Abstraction and bare-metalness with OSes?

Question

If I have a CPU and I wrote a program and I wanted to store a value (copy a value from a register to memory (RAM)) then I would use an instrucction in the CPU's instruction set (lets say that this is an x86 CPU) to do so?

Second question, is the instruction in th x86 instruction set to set a value at a particular address in RAM called MOV?

Third question. BIOS, UEFI, kernels and bootloaders all use the MOV instruction in the x86 instruction set to do so (assign a value (like 10) to a specific address in RAM) right?

Fourth question. Programs that operate in the OS (with a kernel (like Linux)) environment do not use the MOV instruction to get a chunk of memory allocated when they request for it but rather ask the kernel to do it on their behalf?

Fifth question. Is what I described in the fourth question called a system call (when a program running in the OS environment asks the kernel to do something (in this case give it some memory) on its behalf)?

_Stated problem 1:_ In the forum post about x86 instructions and operating systems, what is the exact text between "Fourth question. Programs" and "on their behalf?", inclusive? Copy it.
_Stated problem 2:_
Answer these questions about the forum post about x86 instructions and operating systems:
(a) What kind of CPU does the poster say to assume?
(b) What instruction name does the second question ask about?
(c) Which kernel is given as an example?
_Stated problem 3:_ Can you write the next part of the forum post about x86 instructions and operating systems, starting after its fifth question?

_Record set:_
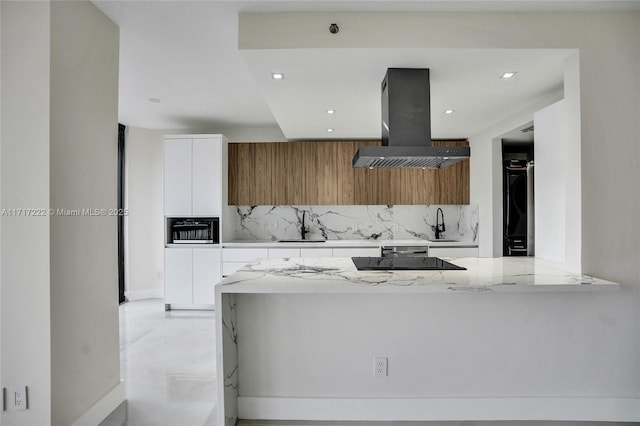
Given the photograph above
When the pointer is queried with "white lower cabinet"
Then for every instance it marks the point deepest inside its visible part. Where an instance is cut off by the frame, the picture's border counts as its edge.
(190, 275)
(453, 251)
(234, 258)
(315, 252)
(357, 252)
(277, 253)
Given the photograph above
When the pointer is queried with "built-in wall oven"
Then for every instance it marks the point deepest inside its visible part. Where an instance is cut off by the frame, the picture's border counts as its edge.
(193, 230)
(405, 251)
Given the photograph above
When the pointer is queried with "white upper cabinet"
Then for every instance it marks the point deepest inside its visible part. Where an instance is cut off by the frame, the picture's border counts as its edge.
(193, 175)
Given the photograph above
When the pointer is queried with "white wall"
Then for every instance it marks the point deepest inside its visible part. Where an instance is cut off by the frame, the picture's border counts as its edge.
(24, 177)
(58, 274)
(582, 333)
(550, 181)
(145, 220)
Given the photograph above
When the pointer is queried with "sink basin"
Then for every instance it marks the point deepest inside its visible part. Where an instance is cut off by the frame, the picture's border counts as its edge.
(301, 241)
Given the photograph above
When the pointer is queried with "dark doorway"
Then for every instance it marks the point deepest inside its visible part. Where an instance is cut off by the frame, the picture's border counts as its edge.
(121, 131)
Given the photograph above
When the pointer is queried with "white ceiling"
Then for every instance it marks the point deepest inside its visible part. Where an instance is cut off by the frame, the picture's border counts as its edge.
(185, 53)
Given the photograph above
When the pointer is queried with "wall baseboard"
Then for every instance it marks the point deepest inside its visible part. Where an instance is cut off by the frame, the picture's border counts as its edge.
(156, 293)
(440, 409)
(101, 409)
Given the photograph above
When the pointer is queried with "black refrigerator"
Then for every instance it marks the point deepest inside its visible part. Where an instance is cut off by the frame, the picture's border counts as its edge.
(518, 208)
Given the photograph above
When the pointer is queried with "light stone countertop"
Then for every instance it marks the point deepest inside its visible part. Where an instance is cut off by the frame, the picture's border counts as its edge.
(339, 275)
(348, 243)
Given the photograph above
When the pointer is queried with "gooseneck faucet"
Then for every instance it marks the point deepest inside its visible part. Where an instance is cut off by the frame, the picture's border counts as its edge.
(303, 229)
(439, 228)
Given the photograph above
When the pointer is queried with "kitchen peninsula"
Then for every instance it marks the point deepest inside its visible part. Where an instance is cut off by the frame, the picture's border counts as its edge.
(297, 338)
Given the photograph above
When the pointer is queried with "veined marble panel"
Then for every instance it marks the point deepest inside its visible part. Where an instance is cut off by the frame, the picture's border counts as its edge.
(354, 222)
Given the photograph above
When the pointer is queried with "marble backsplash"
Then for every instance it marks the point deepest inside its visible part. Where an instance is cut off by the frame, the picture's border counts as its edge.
(354, 222)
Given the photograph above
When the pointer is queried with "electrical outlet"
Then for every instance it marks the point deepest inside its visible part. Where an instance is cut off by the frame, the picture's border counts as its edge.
(18, 398)
(380, 367)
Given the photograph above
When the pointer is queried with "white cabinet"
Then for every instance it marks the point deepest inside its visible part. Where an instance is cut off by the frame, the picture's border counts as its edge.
(190, 275)
(178, 276)
(193, 175)
(234, 258)
(277, 253)
(315, 252)
(453, 251)
(357, 252)
(206, 273)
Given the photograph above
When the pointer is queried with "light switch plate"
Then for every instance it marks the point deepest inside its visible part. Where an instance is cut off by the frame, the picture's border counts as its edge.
(18, 398)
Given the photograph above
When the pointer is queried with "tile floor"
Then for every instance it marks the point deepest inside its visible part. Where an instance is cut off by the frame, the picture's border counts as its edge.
(168, 365)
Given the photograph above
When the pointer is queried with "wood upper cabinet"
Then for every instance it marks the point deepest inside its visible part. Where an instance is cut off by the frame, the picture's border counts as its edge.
(320, 173)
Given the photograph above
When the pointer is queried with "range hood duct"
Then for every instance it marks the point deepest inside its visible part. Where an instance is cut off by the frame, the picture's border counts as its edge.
(406, 127)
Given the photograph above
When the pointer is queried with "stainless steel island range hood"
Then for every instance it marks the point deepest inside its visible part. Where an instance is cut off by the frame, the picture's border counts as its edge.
(406, 127)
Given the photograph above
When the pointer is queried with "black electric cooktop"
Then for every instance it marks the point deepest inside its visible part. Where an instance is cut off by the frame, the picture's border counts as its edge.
(403, 264)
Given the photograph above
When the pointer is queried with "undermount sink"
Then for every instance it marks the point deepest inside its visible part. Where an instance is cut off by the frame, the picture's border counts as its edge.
(301, 241)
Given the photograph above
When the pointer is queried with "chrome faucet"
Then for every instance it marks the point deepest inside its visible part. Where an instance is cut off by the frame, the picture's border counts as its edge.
(303, 229)
(439, 228)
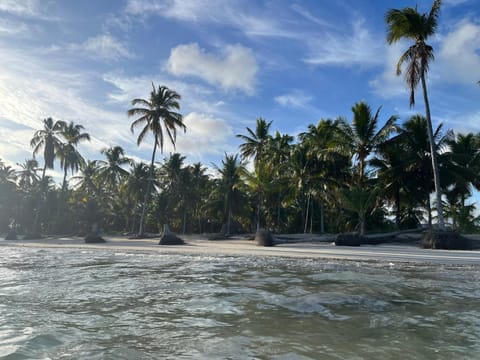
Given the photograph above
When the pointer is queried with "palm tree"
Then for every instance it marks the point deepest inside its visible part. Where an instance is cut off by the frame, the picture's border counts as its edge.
(409, 24)
(27, 176)
(255, 146)
(70, 158)
(112, 171)
(87, 180)
(361, 137)
(255, 142)
(417, 158)
(48, 139)
(136, 185)
(158, 116)
(464, 155)
(230, 183)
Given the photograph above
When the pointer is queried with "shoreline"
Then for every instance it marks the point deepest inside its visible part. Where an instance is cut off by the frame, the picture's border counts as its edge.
(195, 244)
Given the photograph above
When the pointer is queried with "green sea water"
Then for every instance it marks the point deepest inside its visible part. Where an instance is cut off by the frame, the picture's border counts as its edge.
(102, 304)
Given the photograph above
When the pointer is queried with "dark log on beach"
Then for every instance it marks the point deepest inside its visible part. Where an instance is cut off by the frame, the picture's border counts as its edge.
(94, 238)
(170, 239)
(11, 235)
(264, 238)
(349, 239)
(447, 240)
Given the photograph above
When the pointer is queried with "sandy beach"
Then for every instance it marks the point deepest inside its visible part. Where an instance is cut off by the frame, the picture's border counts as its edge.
(237, 247)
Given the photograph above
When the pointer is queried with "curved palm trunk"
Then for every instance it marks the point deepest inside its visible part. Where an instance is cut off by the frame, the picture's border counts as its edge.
(436, 172)
(147, 193)
(39, 202)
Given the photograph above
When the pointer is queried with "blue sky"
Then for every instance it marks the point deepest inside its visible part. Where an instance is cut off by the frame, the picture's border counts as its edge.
(292, 62)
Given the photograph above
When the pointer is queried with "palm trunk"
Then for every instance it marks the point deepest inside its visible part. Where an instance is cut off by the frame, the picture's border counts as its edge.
(259, 200)
(184, 219)
(39, 202)
(362, 223)
(436, 172)
(306, 215)
(147, 193)
(322, 217)
(398, 209)
(229, 219)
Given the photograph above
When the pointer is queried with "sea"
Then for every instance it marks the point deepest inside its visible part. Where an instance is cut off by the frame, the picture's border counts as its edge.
(66, 303)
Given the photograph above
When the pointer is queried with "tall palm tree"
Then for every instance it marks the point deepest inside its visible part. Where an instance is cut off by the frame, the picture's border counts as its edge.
(87, 180)
(230, 183)
(112, 171)
(27, 175)
(417, 158)
(464, 154)
(255, 142)
(361, 137)
(48, 138)
(156, 115)
(70, 158)
(409, 24)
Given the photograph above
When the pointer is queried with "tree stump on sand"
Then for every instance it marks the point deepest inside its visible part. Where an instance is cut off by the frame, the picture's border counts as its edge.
(446, 240)
(11, 235)
(170, 239)
(264, 238)
(94, 238)
(348, 239)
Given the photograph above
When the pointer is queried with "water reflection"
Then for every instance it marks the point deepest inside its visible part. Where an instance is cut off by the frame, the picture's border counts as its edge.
(64, 304)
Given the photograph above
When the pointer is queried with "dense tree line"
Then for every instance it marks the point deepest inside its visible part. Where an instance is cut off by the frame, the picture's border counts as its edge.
(336, 176)
(339, 175)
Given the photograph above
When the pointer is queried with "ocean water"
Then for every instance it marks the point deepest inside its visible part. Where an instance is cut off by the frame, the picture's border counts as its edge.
(102, 304)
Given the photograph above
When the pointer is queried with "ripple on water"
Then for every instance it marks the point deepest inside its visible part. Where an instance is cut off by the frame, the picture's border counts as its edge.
(62, 304)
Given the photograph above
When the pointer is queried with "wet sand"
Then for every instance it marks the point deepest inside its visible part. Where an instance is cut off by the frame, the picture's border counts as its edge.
(317, 250)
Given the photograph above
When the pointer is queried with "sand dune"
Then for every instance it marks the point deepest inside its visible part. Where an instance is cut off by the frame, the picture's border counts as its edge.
(238, 247)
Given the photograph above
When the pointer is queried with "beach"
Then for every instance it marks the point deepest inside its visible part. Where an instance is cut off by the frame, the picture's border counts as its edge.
(197, 244)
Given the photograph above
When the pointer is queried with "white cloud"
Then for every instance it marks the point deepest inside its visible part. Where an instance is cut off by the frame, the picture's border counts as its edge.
(252, 21)
(33, 88)
(459, 54)
(457, 62)
(24, 7)
(234, 68)
(8, 27)
(196, 10)
(104, 47)
(295, 99)
(205, 135)
(359, 47)
(387, 84)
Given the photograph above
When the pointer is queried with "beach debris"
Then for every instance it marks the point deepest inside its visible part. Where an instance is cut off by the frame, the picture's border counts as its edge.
(264, 238)
(446, 240)
(170, 239)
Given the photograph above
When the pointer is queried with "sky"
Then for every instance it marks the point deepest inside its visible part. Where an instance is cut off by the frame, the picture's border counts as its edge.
(290, 62)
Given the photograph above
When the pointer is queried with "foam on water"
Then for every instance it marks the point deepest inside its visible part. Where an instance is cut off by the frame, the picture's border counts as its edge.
(101, 304)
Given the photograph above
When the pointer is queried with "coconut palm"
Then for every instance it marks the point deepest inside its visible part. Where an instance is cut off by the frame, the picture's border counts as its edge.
(230, 183)
(361, 137)
(70, 158)
(27, 175)
(255, 142)
(87, 180)
(111, 170)
(49, 140)
(417, 158)
(156, 115)
(464, 155)
(409, 24)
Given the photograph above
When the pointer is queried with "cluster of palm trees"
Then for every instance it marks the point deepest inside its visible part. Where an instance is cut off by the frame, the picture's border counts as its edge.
(338, 175)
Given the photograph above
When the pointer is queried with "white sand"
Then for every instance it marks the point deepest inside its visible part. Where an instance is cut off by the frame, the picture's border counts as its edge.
(196, 245)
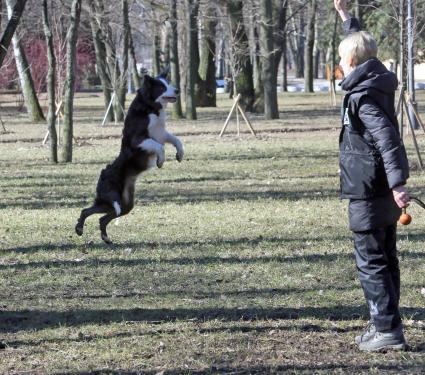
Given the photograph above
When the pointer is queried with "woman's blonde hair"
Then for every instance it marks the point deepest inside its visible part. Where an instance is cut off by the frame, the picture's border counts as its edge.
(360, 46)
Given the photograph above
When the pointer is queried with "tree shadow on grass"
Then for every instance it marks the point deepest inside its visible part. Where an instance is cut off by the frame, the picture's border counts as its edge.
(167, 245)
(177, 197)
(191, 261)
(313, 368)
(195, 330)
(13, 321)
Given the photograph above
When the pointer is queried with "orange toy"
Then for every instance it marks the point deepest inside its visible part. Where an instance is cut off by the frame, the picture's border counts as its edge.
(405, 218)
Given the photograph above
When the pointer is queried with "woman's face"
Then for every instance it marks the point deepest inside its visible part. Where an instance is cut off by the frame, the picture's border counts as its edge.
(346, 64)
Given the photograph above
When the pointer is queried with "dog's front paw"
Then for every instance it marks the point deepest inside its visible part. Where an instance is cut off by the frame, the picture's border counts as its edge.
(179, 156)
(79, 228)
(160, 162)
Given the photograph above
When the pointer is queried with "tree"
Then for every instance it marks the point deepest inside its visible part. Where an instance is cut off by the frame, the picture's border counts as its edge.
(192, 67)
(296, 39)
(309, 63)
(101, 59)
(67, 129)
(174, 58)
(122, 87)
(135, 74)
(207, 84)
(268, 60)
(241, 63)
(10, 29)
(51, 115)
(27, 84)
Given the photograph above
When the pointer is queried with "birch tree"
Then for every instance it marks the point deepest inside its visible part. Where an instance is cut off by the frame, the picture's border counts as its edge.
(268, 60)
(10, 29)
(308, 59)
(24, 71)
(51, 83)
(71, 49)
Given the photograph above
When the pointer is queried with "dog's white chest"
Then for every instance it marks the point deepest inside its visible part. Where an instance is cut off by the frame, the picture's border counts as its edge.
(156, 127)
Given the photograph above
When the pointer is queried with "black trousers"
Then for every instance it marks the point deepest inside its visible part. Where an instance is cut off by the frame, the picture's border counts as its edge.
(379, 273)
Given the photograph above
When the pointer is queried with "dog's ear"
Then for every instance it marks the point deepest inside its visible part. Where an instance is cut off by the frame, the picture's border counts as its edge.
(143, 101)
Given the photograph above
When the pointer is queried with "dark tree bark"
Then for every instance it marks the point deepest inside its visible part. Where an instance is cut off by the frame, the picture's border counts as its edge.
(309, 62)
(71, 49)
(174, 59)
(268, 60)
(12, 24)
(192, 51)
(32, 104)
(51, 83)
(241, 58)
(101, 58)
(207, 97)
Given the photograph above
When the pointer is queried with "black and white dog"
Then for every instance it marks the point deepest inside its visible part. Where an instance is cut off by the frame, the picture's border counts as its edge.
(142, 147)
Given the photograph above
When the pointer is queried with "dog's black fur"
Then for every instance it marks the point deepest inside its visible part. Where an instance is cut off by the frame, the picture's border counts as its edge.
(117, 180)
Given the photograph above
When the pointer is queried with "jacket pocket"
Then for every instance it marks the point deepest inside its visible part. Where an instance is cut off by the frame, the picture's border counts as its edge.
(362, 175)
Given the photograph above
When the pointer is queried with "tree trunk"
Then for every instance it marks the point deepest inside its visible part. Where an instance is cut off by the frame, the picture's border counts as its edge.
(71, 49)
(156, 51)
(281, 7)
(358, 10)
(122, 88)
(207, 97)
(25, 78)
(296, 43)
(191, 20)
(199, 83)
(242, 66)
(51, 83)
(333, 51)
(12, 24)
(268, 60)
(174, 59)
(285, 64)
(257, 67)
(309, 62)
(101, 59)
(135, 73)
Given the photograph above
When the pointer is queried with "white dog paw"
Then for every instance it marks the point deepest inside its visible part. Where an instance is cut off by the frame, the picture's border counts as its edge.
(117, 208)
(179, 156)
(160, 162)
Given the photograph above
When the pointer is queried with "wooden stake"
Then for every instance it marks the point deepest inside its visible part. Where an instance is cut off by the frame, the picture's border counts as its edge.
(230, 114)
(246, 120)
(109, 108)
(237, 107)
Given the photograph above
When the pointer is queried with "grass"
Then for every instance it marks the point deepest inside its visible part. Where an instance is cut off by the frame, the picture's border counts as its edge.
(237, 260)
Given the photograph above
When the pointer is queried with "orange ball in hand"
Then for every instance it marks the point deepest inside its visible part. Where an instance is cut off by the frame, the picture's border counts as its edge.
(405, 219)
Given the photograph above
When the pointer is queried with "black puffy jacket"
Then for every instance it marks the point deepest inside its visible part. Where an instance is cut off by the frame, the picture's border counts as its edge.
(372, 156)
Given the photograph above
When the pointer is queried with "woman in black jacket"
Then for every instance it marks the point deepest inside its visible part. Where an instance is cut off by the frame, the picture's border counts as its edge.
(374, 170)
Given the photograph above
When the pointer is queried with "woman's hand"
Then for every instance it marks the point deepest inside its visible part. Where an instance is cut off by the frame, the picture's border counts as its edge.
(401, 196)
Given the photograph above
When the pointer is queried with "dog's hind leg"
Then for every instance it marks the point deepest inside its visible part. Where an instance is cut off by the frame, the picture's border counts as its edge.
(103, 222)
(95, 209)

_Expected answer 1:_
Fourth question. Programs that operate in the OS (with a kernel (like Linux)) environment do not use the MOV instruction to get a chunk of memory allocated when they request for it but rather ask the kernel to do it on their behalf?

_Expected answer 2:_
(a) An x86 CPU.
(b) MOV.
(c) Linux.

_Expected answer 3:_
1. yes. 2. yes, the most common x86 store instruction is `mov`. e.g. `mov dword [rdi], 10`. 3. that's oddly specific. You could probably write a bootloader without any static data, so all your mov-immediate instructions would use register destinations. — Peter Cordes, Dec 04 '17 at 10:29
For question three I will re-phrase it by asking then. Do all of the programs mentioned in that question (BIOS, UEFI, kernel and bootloaders) use instructions in the CPU's instruction set to store values in memory (RAM)? — Tristan B. Kildaire, Dec 04 '17 at 10:38
Yes, any non-trivial program that needs more space than registers, or that needs to call a function or syscall that returns a value in memory, has to use memory. Part of what a bootloader has to do is load from disk into memory, so while it might not use any store instructions itself, the BIOS or UEFI functions it call will do so on its behalf. — Peter Cordes, Dec 04 '17 at 10:50

Peter Cordes · Answer 1 · 2017-12-04T10:52:01.410

0

0. I think you don't know enough about assembly language to even formulate a sensible question that really fills in whatever gap you're missing, but I've tried to answer your questions as they are. I'm really not sure what you really want to know.

Perhaps check out Matt Godbolt's CppCon2017 talk: “What Has My Compiler Done for Me Lately? Unbolting the Compiler's Lid” for a beginner intro to x86 asm.

But I think you're missing some concepts more about stack / heap / static storage locations. See Stack, Static, and Heap in C++

yes
yes, the most common x86 store instruction is mov. e.g. mov dword [rdi], 10. Or with an absolute address encoding into the instruction as well, mov dword [my_static_32_bit_location], 10
that's oddly specific. You could write a bootloader without any static data. All your mov-immediate instructions would use register destinations.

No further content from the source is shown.